>> Begin LISTED ENTRIES
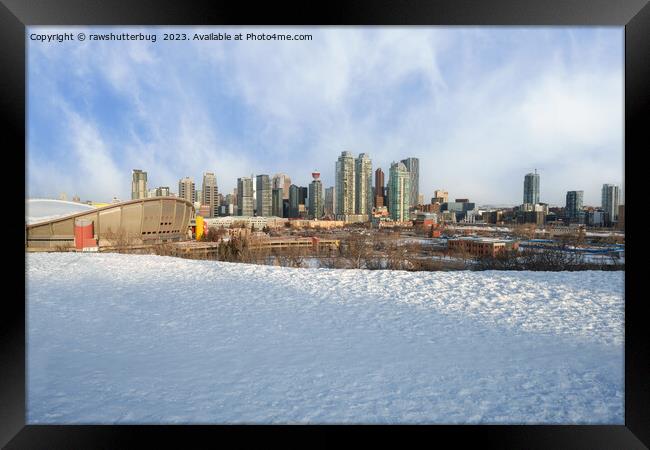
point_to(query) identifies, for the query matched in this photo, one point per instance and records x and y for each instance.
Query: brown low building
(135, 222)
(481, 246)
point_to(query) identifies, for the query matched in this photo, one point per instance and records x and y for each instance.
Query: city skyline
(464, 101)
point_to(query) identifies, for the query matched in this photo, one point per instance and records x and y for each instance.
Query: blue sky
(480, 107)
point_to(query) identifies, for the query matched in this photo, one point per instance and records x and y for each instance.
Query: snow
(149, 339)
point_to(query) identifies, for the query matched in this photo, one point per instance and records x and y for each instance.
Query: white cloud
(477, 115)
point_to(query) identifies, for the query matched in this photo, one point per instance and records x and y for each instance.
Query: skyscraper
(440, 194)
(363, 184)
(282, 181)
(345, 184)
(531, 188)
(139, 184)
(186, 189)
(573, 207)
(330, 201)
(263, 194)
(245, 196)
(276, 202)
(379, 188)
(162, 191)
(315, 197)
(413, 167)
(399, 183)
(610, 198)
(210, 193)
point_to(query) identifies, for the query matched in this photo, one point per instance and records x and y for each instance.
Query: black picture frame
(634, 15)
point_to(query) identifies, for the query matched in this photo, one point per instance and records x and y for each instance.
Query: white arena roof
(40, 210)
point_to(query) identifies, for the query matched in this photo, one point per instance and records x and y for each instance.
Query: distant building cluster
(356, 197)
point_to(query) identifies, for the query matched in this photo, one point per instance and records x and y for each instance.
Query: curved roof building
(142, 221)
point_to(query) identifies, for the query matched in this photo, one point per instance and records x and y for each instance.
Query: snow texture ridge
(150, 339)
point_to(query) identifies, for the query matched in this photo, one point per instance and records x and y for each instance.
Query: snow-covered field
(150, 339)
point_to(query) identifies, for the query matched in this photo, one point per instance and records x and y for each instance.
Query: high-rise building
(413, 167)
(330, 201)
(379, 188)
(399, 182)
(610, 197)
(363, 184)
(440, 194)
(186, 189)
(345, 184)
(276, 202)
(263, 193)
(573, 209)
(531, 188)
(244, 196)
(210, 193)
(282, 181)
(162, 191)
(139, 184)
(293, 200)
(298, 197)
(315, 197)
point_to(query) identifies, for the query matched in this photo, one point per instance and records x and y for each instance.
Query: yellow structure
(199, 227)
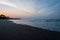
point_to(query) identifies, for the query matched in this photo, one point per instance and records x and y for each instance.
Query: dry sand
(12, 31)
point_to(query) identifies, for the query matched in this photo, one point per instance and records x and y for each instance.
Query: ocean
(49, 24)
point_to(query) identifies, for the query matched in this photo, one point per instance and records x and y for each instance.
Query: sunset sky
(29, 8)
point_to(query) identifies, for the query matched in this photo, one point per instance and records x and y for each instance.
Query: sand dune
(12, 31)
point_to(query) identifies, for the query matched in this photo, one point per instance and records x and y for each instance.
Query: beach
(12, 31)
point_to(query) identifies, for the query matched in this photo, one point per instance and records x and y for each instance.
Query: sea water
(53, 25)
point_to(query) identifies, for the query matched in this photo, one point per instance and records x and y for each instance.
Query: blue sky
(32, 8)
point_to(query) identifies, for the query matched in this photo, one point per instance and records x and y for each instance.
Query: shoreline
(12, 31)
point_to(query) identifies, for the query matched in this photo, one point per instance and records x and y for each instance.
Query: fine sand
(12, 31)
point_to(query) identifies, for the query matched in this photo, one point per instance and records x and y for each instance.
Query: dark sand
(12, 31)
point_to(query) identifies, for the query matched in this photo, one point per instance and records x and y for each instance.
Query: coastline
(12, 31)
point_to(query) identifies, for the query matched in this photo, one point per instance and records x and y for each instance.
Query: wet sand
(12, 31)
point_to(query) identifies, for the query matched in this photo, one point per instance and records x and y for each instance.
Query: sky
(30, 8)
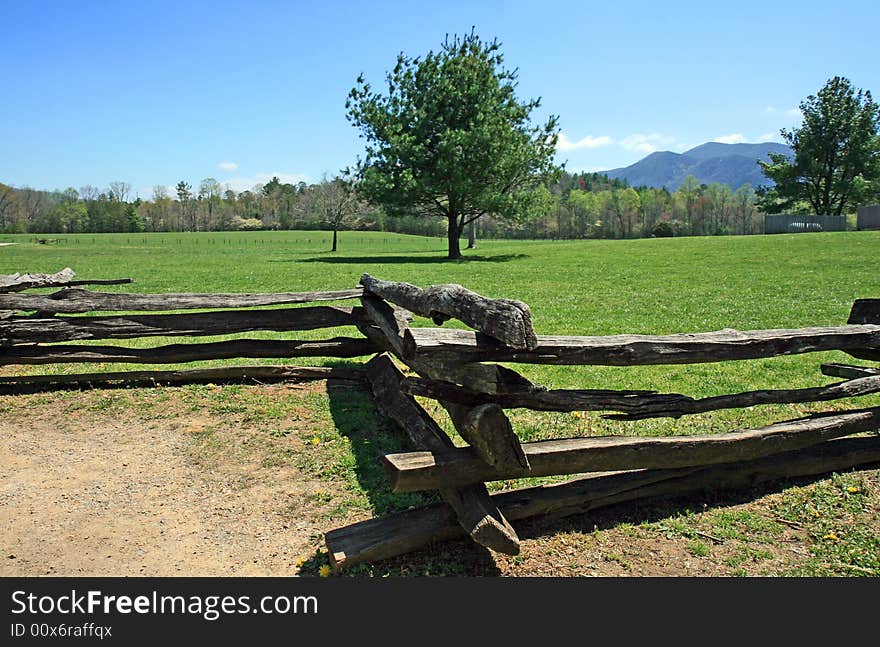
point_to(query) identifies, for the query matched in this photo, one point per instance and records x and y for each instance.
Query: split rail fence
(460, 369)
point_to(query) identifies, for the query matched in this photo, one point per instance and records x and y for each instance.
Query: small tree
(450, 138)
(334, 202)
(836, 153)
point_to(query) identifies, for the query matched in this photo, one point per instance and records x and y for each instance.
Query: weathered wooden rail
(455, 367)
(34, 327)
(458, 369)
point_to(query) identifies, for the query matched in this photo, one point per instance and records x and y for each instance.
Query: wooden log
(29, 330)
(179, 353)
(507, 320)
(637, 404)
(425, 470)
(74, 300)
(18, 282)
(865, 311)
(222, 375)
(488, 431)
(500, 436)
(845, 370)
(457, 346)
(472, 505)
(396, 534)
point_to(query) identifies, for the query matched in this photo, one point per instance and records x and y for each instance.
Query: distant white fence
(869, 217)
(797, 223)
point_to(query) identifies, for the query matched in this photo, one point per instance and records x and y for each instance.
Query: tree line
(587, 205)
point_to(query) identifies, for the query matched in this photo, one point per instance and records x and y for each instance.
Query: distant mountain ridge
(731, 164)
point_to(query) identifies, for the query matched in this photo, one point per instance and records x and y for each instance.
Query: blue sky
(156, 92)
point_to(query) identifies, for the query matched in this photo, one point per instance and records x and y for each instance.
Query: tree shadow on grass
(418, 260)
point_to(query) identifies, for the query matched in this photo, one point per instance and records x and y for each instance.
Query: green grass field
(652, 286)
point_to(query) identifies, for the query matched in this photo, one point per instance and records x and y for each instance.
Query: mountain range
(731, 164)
>> End LISTED ENTRIES
Leave the pictures out and copy the rest of the data exactly.

point_to(query) identifies, for the query matched in this photo, one point per instance and records x and y for each instance.
Query: brown low building
(135, 222)
(481, 246)
point_to(query) identifies, for the query matched in this photo, one point per instance and records x and y for each instance.
Query: city skyline
(464, 101)
point_to(query) identifies, for the query matched in this photo, one point per instance and records x and y for each instance.
Query: blue sky
(480, 107)
point_to(query) identifies, for the query matched in this photo, one point per instance and records x and y for each instance.
Query: snow
(149, 339)
point_to(query) identifies, for the query matched in this photo, one point per instance and records x and y for each instance.
Query: white cloud
(477, 115)
point_to(query) identifies, for the query matched in this photo, one point per instance and records x and y for each instance.
Query: skyscraper
(440, 194)
(363, 184)
(282, 181)
(345, 184)
(531, 188)
(139, 184)
(186, 189)
(573, 207)
(330, 201)
(263, 194)
(245, 196)
(276, 202)
(379, 188)
(162, 191)
(315, 197)
(413, 167)
(399, 183)
(610, 198)
(210, 193)
point_to(query) identifies, for the query matched in this photo, one point per instance and records x and y for each instance.
Query: black picture frame
(634, 15)
point_to(query) identifies, for the query matched in this photo, one point per instance and records x and y for each instance.
Query: white arena roof
(40, 210)
point_to(query) identifies, for the query matched in this photo, one point per instance and records x and y for each instance.
Query: distant building cluster
(356, 197)
point_to(query) identifies, for the query matched in this photo, one point per instance and records x and y for each instance.
Query: curved roof building
(142, 221)
point_to(query) identifies, for the query matched in this photo, one point per instance and records x and y for each instance.
Query: snow texture ridge
(150, 339)
point_to(query) identifies, for the query matched in this photo, one point per instance and records x and y for each instance.
Query: snow-covered field
(150, 339)
point_to(query) identifies, for the query matched in this photo, one point per instance and records x and y for each instance.
Query: high-rise building
(413, 167)
(330, 201)
(379, 188)
(399, 182)
(610, 197)
(363, 184)
(440, 194)
(186, 189)
(345, 184)
(276, 202)
(263, 193)
(573, 209)
(531, 188)
(244, 196)
(210, 193)
(282, 181)
(162, 191)
(139, 184)
(293, 200)
(298, 197)
(315, 197)
point_to(query) identifies, for the query matched in this photo, one point per instance and records x and y for each instance.
Query: yellow structure
(199, 227)
point_to(query) identifies, for the query matched in this photo, one point per instance and records x and y for each instance.
Query: dry sand
(12, 31)
point_to(query) identifies, for the query matched in this photo, one point per instance and records x and y for each instance.
Query: ocean
(49, 24)
point_to(query) identifies, for the query matched in this photo, one point per instance and records x and y for each instance.
Query: sunset sky
(29, 8)
point_to(query) identifies, for the query matched in this photo, one point per instance and records x and y for each instance.
Query: sand dune
(12, 31)
point_to(query) identifies, for the query matched in this photo, one point per instance and records x and y for each instance.
Query: beach
(12, 31)
point_to(query) identifies, for the query matched in this photo, one point per instance and records x and y for each instance.
Query: sea water
(53, 25)
point_to(query) identifies, for the query matched in this photo, one point per instance and records x and y for each instance.
Query: blue sky
(32, 8)
point_to(query) identifies, for the query matched in this photo, one point per instance and records x and y for each instance.
Query: shoreline
(12, 31)
point_to(query) identifies, for the query matched in this photo, one point per instance and records x and y for each instance.
Query: fine sand
(12, 31)
point_to(query) identifies, for the query matched in this photo, one point per instance and records x and y for each instance.
Query: dark sand
(12, 31)
point_to(query) identifies, for the query matched in this photo, one point per instance and records x and y for each instance.
Query: coastline
(12, 31)
point_to(query) identifies, for the query matched in this photo, one point per instance and records x and y for each instance.
Query: wet sand
(12, 31)
point_to(query) identifies, for the query matched in this photo, one point per instance and records x and y for each instance.
Query: sky
(30, 8)
point_to(query) identifies, for the query matched in this photo, one point per instance and records x and y for each instance.
Query: split rail fence
(460, 369)
point_to(query) identifies, for the query matched in this photo, one point per instance and records x and y for each instance.
Query: small tree
(450, 138)
(334, 202)
(836, 153)
point_to(query) identifies, for the query matched in this photo, one point per instance and records x and y for each instance.
Query: weathered wooden rail
(455, 367)
(34, 327)
(458, 369)
point_to(query) identifies, for the query matched in this photo, one point per instance and records x and y for each instance.
Query: wooden log
(29, 330)
(179, 353)
(507, 320)
(637, 404)
(425, 470)
(74, 300)
(18, 282)
(865, 311)
(222, 375)
(488, 431)
(500, 436)
(845, 370)
(457, 346)
(472, 505)
(396, 534)
point_to(query) identifies, for the query matched in this photo, one point per instance and records x and y for each instance.
Query: distant white fence
(869, 217)
(797, 223)
point_to(query) identifies, for the query matched in this photo, one point per instance and records x and y for each instance.
Query: tree line
(587, 205)
point_to(query) identifies, for the query matched in this photo, one point per instance and records x and y for each instance.
Query: distant mountain ridge
(731, 164)
point_to(query) identifies, for the query matched in this photo, one point per instance and records x and y for each instance.
Query: blue sky
(156, 92)
point_to(query) identifies, for the query matched in this photo, one point per instance and records x and y for each instance.
Query: tree shadow on grass
(418, 260)
point_to(query) identifies, for the query matched in this photo, one point per instance and records x and y for each instance.
Query: green grass field
(652, 286)
point_to(query) identifies, for the query matched in this photo, one point per instance and records x and y for each instance.
Query: mountain range
(731, 164)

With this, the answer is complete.